• WHAT TO DO
Every record here needs to be retyped exactly.

• RECORDS SUPPLIED
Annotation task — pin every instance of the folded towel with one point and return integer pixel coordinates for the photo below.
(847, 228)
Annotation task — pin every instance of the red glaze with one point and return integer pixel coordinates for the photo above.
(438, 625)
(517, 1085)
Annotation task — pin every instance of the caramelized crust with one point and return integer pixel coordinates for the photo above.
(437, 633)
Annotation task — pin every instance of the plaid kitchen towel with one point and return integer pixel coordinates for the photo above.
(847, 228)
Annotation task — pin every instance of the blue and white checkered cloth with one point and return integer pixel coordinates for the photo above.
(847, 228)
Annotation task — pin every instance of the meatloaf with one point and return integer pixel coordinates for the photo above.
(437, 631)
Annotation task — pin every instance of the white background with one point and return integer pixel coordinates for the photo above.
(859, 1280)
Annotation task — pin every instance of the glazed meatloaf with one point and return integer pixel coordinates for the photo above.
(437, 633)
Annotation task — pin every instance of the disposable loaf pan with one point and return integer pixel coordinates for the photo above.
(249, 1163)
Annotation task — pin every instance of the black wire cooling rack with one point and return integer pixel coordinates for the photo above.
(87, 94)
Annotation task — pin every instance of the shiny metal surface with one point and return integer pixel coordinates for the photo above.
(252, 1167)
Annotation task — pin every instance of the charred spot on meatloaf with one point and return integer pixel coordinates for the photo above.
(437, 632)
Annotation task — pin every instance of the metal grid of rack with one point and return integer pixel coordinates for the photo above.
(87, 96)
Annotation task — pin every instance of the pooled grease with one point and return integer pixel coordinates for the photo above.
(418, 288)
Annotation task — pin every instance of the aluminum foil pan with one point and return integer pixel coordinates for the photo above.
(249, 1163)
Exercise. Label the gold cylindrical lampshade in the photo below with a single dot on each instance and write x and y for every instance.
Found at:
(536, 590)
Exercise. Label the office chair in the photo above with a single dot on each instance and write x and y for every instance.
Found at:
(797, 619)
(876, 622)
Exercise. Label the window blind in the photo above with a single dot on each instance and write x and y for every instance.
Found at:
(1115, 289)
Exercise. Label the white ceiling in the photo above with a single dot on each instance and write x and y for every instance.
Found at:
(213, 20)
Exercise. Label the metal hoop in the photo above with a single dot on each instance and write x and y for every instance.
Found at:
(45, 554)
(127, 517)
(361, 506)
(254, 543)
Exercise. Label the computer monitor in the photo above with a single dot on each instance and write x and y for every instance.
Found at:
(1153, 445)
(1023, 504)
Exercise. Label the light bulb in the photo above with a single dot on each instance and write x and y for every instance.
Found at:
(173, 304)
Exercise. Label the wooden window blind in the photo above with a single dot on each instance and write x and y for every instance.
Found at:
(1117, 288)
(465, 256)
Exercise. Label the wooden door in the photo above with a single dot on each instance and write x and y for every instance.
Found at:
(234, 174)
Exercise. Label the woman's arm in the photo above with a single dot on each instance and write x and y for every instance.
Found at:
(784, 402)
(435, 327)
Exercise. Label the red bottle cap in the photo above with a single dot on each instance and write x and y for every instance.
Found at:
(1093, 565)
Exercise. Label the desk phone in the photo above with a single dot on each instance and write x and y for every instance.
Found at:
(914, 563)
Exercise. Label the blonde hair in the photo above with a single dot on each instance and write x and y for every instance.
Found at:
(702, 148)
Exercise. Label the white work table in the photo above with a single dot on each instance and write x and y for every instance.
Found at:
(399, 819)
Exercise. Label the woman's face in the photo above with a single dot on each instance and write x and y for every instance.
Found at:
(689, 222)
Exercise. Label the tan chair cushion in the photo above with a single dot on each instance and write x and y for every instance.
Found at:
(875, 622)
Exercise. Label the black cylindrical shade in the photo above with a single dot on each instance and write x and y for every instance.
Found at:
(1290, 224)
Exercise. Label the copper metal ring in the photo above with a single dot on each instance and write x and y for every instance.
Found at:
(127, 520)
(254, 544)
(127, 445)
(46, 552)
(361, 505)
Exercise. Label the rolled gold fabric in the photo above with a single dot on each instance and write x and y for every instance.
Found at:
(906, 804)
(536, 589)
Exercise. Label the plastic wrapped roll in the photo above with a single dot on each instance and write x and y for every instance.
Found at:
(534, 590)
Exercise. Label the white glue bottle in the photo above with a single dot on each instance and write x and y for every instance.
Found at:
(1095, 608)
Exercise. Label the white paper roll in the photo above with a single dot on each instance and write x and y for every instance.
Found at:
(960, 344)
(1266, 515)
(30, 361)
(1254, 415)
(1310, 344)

• WRITTEN ANSWER
Annotation task — pin every instance of the folded towel with one point and return integer pixel coordinates for the photo below.
(847, 228)
Annotation task — pin every instance of the red glaze with one point and return integer pixel coordinates for the photo above.
(438, 625)
(517, 1085)
Annotation task — pin every instance of the caramelized crust with one point and return integer pixel coordinates for the photo above.
(437, 633)
Annotation task — pin every instance of the plaid kitchen towel with one point and return integer pixel coordinates for the photo above.
(847, 228)
Annotation task — pin every instance of the blue and white checkered cloth with one point and return integer pixel coordinates for the photo above.
(847, 228)
Annotation task — pin every instance of the meatloaf with one point and return integer pixel coordinates for the photo above.
(437, 631)
Annotation task — pin every instance of the white background with one point and return integer pixel coordinates for the photo above.
(859, 1280)
Annotation task — pin every instance of the glazed meatloaf with one point and return integer pixel coordinates for the photo above.
(437, 633)
Annotation task — pin every instance of the disposable loaf pan with one point and return integer pixel coordinates for the photo above.
(249, 1163)
Annotation task — pin every instance of the black wire cooling rack with one point and return integer pixel coordinates for the photo above.
(87, 94)
Annotation task — pin every instance of the shiny metal surface with one point and return integer pixel coordinates for the photo above.
(252, 1167)
Annotation task — pin every instance of the charred spot on meatloaf with one point and return integer pixel coordinates for the photo above.
(437, 632)
Annotation task — pin every instance of the metal grid of rack with one point and return integer pixel coordinates for the photo above.
(87, 96)
Annotation task — pin every instance of the pooled grease with one point and return integer pixel coordinates for the photo above.
(418, 288)
Annotation task — pin every instance of the aluminum foil pan with one point and return integer pixel coordinates for the photo above.
(249, 1163)
Exercise. Label the gold cylindrical lampshade in the photo below with a single dot on each instance and write x and y for every instance.
Found at:
(536, 590)
Exercise. Label the office chair in the photo above with a single dot on each instance and write x and y for every instance.
Found at:
(797, 619)
(876, 622)
Exercise. Label the window blind in the photo above with a single dot on each instance and write x and y for every instance.
Found at:
(1115, 289)
Exercise. Label the white ceiling in the photo above with a single dot on each instance and write x and y for every instance.
Found at:
(213, 20)
Exercise. Label the metal hoop in the photo above with a single dot on each instance and write x and y for every instance.
Found at:
(45, 554)
(127, 517)
(361, 506)
(254, 543)
Exercise. Label the computer monitor in the photo above with a single dot on each instance and write x and y for every instance.
Found at:
(1153, 445)
(1023, 504)
Exercise. Label the light bulb in the photo above with a single dot on each instance and write x and y for every instance.
Found at:
(173, 304)
Exercise. Label the wooden window blind in the photo above with a single dot on each instance and write x and y for every instance.
Found at:
(1117, 288)
(465, 256)
Exercise. Label the wooden door in the photo above with a single dot on each instance and write x and y for every instance.
Found at:
(234, 174)
Exercise. Label the woman's arm in the photo above with a single dot on each instance and write x and y for every instance.
Found at:
(784, 402)
(435, 327)
Exercise. Label the red bottle cap in the photo above with a single dot on each instance and write x and y for every instance.
Found at:
(1093, 565)
Exercise. Label the desk phone in the photo above with a single dot on each instance and write x and y for every instance.
Found at:
(914, 563)
Exercise. Label the blonde hair in the photo above with a single dot on each instance and write x and y for every instance.
Found at:
(702, 148)
Exercise. Label the white work table in the photo above with a single dot on each instance and write x and y for every instance.
Found at:
(399, 819)
Exercise. Label the woman's face in the photo above with a single dot on each instance and write x and y for every instance.
Found at:
(689, 222)
Exercise. Label the tan chair cushion in the photo above with a single dot on each instance and write x and y for every instance.
Found at:
(875, 622)
Exercise. Label the black cylindrical shade in the photo above with a single dot on each instance and write x and y for every instance.
Found at:
(1290, 224)
Exercise. Label the copper metal ring in the photo above with a single dot on each instance and write x and y for every instance.
Found at:
(127, 520)
(254, 544)
(127, 445)
(46, 552)
(361, 505)
Exercise. Label the rolled gold fabric in the photo above with a single dot on each instance and write x and y for every instance.
Found at:
(906, 804)
(536, 589)
Exercise. Label the plastic wrapped roll in the photo above with a single dot on each instance and write x and y for every instance.
Found at:
(534, 590)
Exercise. Label the white glue bottle in the photo above with a single dot on each instance and write x and y for every instance.
Found at:
(1095, 608)
Exercise. Label the white paper roll in the photo above with a single dot on each instance and write x and y for every instance.
Found at:
(960, 344)
(1266, 515)
(30, 361)
(1254, 415)
(1310, 344)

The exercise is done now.